Records supplied.
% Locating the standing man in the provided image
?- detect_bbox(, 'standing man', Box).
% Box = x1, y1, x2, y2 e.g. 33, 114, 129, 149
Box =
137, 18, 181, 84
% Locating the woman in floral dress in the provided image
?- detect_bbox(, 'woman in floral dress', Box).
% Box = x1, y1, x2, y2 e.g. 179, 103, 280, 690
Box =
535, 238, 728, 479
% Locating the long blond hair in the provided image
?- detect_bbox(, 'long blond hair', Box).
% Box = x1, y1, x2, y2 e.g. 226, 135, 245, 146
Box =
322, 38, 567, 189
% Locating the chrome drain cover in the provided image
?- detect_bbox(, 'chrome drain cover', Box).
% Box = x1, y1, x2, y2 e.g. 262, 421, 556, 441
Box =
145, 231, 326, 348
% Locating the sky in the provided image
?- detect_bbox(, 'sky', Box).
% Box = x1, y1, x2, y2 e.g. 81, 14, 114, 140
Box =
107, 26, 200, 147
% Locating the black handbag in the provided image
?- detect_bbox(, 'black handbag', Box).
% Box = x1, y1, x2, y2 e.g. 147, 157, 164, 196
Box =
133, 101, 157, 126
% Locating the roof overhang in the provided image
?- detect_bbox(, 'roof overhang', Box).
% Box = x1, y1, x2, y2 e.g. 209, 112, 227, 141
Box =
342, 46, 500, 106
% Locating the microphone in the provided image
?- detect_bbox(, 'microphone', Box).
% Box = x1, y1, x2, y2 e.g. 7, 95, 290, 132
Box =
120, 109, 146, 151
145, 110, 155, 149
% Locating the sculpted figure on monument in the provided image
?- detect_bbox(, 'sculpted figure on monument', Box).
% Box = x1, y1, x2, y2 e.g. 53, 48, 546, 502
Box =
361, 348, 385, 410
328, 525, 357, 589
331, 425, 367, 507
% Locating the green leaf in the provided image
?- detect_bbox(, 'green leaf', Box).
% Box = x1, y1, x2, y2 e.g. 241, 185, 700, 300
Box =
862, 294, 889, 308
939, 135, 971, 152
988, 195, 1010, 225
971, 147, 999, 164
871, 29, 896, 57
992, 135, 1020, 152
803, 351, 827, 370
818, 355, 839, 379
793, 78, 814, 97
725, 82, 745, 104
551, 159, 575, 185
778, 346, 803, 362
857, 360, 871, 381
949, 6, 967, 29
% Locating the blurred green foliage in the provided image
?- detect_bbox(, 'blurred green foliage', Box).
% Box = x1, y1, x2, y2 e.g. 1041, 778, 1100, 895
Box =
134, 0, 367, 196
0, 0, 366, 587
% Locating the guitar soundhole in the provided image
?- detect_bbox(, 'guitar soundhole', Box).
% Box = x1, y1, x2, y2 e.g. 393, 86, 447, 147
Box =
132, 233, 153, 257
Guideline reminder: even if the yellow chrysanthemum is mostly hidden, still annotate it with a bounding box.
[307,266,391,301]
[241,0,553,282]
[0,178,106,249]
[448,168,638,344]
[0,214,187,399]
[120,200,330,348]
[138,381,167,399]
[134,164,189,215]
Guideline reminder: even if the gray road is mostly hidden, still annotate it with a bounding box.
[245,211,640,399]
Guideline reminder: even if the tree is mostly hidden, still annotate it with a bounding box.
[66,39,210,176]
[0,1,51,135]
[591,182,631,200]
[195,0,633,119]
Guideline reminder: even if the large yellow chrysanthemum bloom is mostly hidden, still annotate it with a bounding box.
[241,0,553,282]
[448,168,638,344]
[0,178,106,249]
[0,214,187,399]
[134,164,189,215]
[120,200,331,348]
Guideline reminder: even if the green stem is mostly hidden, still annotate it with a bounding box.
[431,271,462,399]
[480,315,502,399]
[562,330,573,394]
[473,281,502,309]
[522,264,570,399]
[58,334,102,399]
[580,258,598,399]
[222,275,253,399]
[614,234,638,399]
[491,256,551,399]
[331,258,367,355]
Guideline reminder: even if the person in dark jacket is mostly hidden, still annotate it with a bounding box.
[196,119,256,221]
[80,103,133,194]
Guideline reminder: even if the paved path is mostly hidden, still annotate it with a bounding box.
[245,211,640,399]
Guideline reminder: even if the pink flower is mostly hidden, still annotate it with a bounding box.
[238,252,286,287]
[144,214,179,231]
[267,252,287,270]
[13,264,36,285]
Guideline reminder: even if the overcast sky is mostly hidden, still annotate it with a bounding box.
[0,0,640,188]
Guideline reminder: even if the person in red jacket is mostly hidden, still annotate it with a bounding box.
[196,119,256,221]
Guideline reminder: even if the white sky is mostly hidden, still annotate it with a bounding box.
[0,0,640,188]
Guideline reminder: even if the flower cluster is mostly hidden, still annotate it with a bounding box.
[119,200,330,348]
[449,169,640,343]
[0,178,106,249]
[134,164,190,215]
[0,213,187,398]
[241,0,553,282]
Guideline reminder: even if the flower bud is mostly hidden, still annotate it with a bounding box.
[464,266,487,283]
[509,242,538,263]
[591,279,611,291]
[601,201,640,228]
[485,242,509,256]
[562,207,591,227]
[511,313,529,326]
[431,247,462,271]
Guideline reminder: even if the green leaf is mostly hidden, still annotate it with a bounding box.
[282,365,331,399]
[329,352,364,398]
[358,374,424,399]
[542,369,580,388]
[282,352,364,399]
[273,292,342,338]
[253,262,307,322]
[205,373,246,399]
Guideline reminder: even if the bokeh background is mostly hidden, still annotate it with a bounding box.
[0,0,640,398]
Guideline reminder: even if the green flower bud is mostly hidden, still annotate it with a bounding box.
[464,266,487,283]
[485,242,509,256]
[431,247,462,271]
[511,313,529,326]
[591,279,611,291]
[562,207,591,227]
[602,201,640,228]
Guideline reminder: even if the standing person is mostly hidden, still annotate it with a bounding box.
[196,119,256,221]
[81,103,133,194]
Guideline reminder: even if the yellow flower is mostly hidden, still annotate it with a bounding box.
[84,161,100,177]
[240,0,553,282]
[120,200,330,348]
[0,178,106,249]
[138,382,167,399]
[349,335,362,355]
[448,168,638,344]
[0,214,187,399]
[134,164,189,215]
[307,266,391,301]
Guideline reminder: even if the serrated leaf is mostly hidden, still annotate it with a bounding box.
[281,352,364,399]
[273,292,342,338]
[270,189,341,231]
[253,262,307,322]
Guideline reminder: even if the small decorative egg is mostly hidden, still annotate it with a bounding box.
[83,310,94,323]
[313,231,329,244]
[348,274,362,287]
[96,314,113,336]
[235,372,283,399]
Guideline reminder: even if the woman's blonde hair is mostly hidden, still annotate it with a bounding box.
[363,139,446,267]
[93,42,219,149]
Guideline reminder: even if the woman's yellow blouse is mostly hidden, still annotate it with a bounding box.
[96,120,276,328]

Exercise aim. Which lines of the items above contain the word "dress"? List each of those lines in full, counting only matches with the same letter case.

Correct response.
% Locating the woman in floral dress in the provided image
?- detect_bbox(, 'woman in floral dress', Box).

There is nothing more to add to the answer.